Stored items
_ _ _ _ _
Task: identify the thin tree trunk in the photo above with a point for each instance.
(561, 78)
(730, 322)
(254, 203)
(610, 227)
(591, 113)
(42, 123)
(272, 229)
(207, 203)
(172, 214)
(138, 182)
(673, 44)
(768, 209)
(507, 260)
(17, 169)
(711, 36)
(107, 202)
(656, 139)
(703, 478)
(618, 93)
_ _ _ _ _
▶ [Stated exercise] Copy out every line of the data above with no changes.

▶ [In response]
Task: identify the thin tree trunk in the photo above with a point for each instance.
(561, 78)
(730, 322)
(254, 203)
(610, 227)
(591, 113)
(42, 123)
(272, 229)
(207, 203)
(172, 214)
(138, 182)
(673, 44)
(768, 209)
(507, 260)
(17, 169)
(711, 36)
(107, 202)
(656, 139)
(703, 478)
(618, 93)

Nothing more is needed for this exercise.